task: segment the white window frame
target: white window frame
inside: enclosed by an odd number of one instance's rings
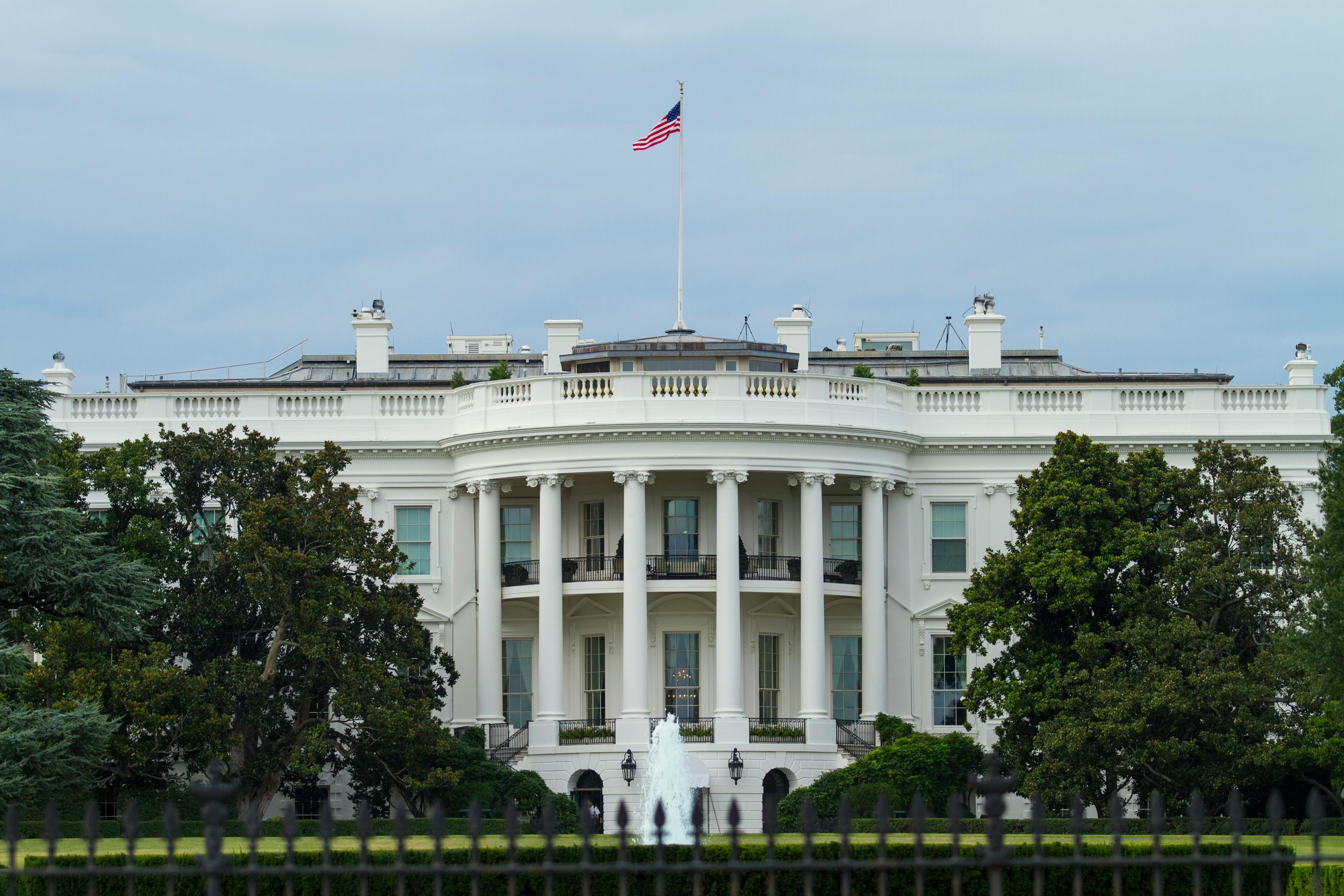
[[[937,490],[919,496],[921,517],[921,556],[922,568],[919,578],[923,582],[964,582],[970,579],[970,572],[977,568],[980,560],[980,545],[976,544],[976,524],[978,521],[978,506],[976,496],[969,490]],[[933,571],[933,505],[934,504],[965,504],[966,505],[966,571],[965,572],[934,572]]]
[[[429,508],[429,575],[402,575],[398,572],[392,582],[410,582],[411,584],[442,584],[442,560],[439,559],[439,506],[438,498],[396,497],[387,500],[387,519],[391,521],[392,537],[396,535],[398,508]]]

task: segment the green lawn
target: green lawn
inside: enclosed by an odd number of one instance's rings
[[[727,838],[726,834],[714,834],[714,836],[711,836],[707,840],[707,842],[726,844],[727,840],[728,838]],[[818,834],[813,840],[814,840],[814,842],[825,842],[825,841],[833,842],[833,841],[839,840],[839,837],[836,834]],[[851,837],[852,842],[874,842],[875,840],[876,840],[876,834],[855,834],[853,837]],[[929,842],[929,844],[946,844],[950,840],[952,840],[950,834],[926,834],[925,836],[925,842]],[[1031,836],[1030,834],[1008,834],[1007,837],[1004,837],[1004,840],[1007,842],[1009,842],[1009,844],[1030,844],[1031,842]],[[1110,836],[1109,834],[1095,834],[1095,836],[1085,837],[1083,840],[1087,841],[1087,842],[1094,842],[1094,844],[1109,844],[1110,842]],[[1130,844],[1146,844],[1146,842],[1149,842],[1149,840],[1150,838],[1146,837],[1146,836],[1125,837],[1125,842],[1130,842]],[[523,846],[540,846],[540,845],[544,844],[544,840],[542,837],[536,837],[536,836],[519,837],[517,841],[519,841],[519,845],[523,845]],[[614,846],[616,841],[617,841],[617,838],[614,836],[594,837],[594,842],[599,842],[599,844],[610,845],[610,846]],[[905,844],[909,844],[909,842],[913,842],[913,841],[914,841],[914,836],[913,834],[890,834],[887,837],[887,842],[905,842]],[[1059,837],[1059,836],[1046,837],[1046,841],[1047,842],[1071,842],[1068,837]],[[1203,841],[1207,842],[1207,844],[1226,844],[1226,842],[1230,841],[1230,838],[1228,837],[1204,837]],[[563,837],[556,837],[556,842],[558,844],[566,844],[566,845],[578,845],[579,844],[579,838],[575,837],[575,836],[563,836]],[[765,836],[763,834],[745,834],[745,836],[742,836],[739,838],[739,842],[743,842],[743,844],[765,844]],[[781,842],[781,844],[798,844],[798,842],[802,842],[802,836],[801,834],[780,834],[775,838],[775,842]],[[984,842],[984,836],[982,834],[964,834],[962,838],[961,838],[961,842],[964,842],[964,844],[981,844],[981,842]],[[1163,842],[1164,844],[1188,844],[1189,842],[1189,837],[1168,836],[1168,837],[1163,837]],[[1270,838],[1269,837],[1243,837],[1242,842],[1246,842],[1246,844],[1266,844],[1267,845],[1270,842]],[[1309,856],[1310,849],[1312,849],[1312,838],[1310,837],[1284,837],[1282,842],[1284,842],[1285,846],[1292,846],[1297,852],[1297,857],[1298,857],[1300,862],[1305,861],[1306,856]],[[484,846],[501,848],[501,846],[505,846],[508,844],[508,840],[504,838],[504,837],[482,837],[481,838],[481,844]],[[445,837],[444,838],[444,846],[448,848],[448,849],[465,849],[469,845],[470,845],[470,841],[466,837]],[[368,846],[370,846],[370,849],[395,849],[396,848],[396,841],[392,837],[374,837],[374,838],[370,838]],[[406,846],[407,846],[407,849],[431,849],[434,846],[434,841],[430,837],[407,837],[406,838]],[[332,848],[333,849],[359,849],[359,840],[355,838],[355,837],[336,837],[335,840],[332,840]],[[284,849],[285,849],[285,841],[284,841],[284,838],[280,838],[280,837],[263,837],[263,838],[261,838],[261,840],[257,841],[257,849],[259,852],[284,852]],[[297,838],[294,841],[294,849],[298,850],[298,852],[316,852],[316,850],[320,850],[321,849],[321,840],[317,838],[317,837],[300,837],[300,838]],[[126,850],[126,842],[124,840],[108,838],[108,840],[99,840],[98,841],[98,853],[99,854],[124,853],[125,850]],[[136,852],[138,852],[140,854],[155,854],[155,853],[161,854],[165,850],[167,850],[167,845],[161,840],[141,840],[136,845]],[[0,852],[7,852],[7,850],[3,846],[0,846]],[[79,854],[79,856],[83,856],[83,854],[87,854],[87,846],[85,845],[85,842],[82,840],[60,840],[60,841],[56,841],[56,852],[62,853],[62,854]],[[204,840],[200,838],[200,837],[184,837],[184,838],[181,838],[181,840],[177,841],[177,852],[180,854],[194,854],[194,853],[204,852]],[[242,837],[227,837],[227,838],[224,838],[224,852],[242,852],[242,853],[246,853],[247,852],[247,840],[242,838]],[[1344,837],[1322,837],[1321,838],[1321,852],[1324,854],[1329,856],[1336,862],[1344,862]],[[46,856],[47,854],[47,842],[44,840],[20,840],[19,845],[17,845],[17,854],[19,856]],[[8,860],[8,856],[5,854],[5,856],[3,856],[3,858]]]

Stated problem:
Collect every line of the listing above that contains the string "frame", and copy each one in full.

Complete answer:
task: segment the white window frame
target: white window frame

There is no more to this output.